__Do this__. Copy every row below, the request line included, and shift each point's pixel coordinates by adding 54 to both the x and the y value.

⁂

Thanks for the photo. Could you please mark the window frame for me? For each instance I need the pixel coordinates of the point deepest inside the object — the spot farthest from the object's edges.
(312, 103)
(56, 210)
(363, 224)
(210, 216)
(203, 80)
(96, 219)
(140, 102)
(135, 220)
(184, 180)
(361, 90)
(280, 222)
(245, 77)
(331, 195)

⁂

__Solved problem__.
Thanks for the photo. Could you please mark the window frame for me? For each instance I need the pixel coordinates of the point deepest inside the object — the spot farthest from the object's edges.
(366, 157)
(110, 264)
(417, 278)
(264, 270)
(257, 134)
(150, 273)
(194, 156)
(189, 274)
(238, 234)
(415, 144)
(334, 276)
(299, 131)
(385, 249)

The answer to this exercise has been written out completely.